• Source text:
★ ★ ★ ★ ★

Australia rolls out world's first plain cigarette pack law
First-of-its-kind measure introduced in effort to strip cigarettes of associations of glamour and stop youngsters from striking up habit
A law forcing tobacco firms to sell cigarettes in plain packets came into effect in Australia yesterday in an effort to strip any glamour from smoking and prevent young people from taking up the habit.
The new law, the first of its kind anywhere in the world, came into force despite a vigorous legal challenge by big tobacco, which argued that the legislation infringed its intellectual property rights by banning trademarks.
All cigarettes will now have to be sold in identical, olive-brown packets bearing the same typeface and largely covered with graphic health warnings.
A cashier at a Sydney newsagent said many customers reported finding the new packaging, which must feature graphic images such as a gangrenous foot, mouth cancer or a skeletal man dying of cancer, off-putting.
Sanjid Amatya, a cashier at a Sydney newsagent, said smokers were asking to pick and choose the images on their packets.
"Some of them don't care what the picture is," Amatya said.
Another retailer, Anas Hasan, said the most preferred packs pictured a hand stubbing out a cigarette.
Some smokers were buying cigarette cases so they did not have to look at the images.
"They hate it. I smoke and I hate it," he said of the new packaging.
The packages make it hard to tell brands apart, complicating deliveries and adding to costs.
"It used to take me an hour to unload a delivery, now it takes me four hours," said James Yu, who runs the King of the Pack tobacconist in Sydney. "The government should have just banned them altogether and then we'd go OK, fine, we're done, we'll shut up shop," he said.
Others say the laws have boosted their business.
Sandra Ha of Zico Import, a small family business, said demand for cigarette cases, silicon covers to mask the unpalatable packages, had shot up.
Ha said Zico had sold up to 6,000 to wholesale outlets and was awaiting new stock. "This is good business for us."
Anti-smoking campaigners have welcomed the new law.
Stafford Sanders from Action on Smoking and Health (ASH) Australia said that research had suggested people would be put off by the packaging. "It's likely to make people more aware of the health warnings," he said.

★ ★ ★ ★ ★

• Problem to work on:
In the text on Australia's plain cigarette pack law, what color must all cigarette packets now be?

• Collected material:

★ ★ ★ ★ ★

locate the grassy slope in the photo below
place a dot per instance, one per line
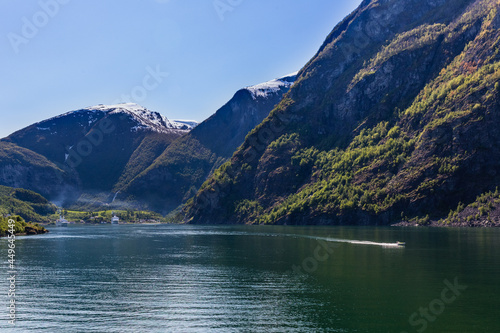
(409, 154)
(29, 205)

★ ★ ★ ★ ★

• Exercise solution:
Olive-brown.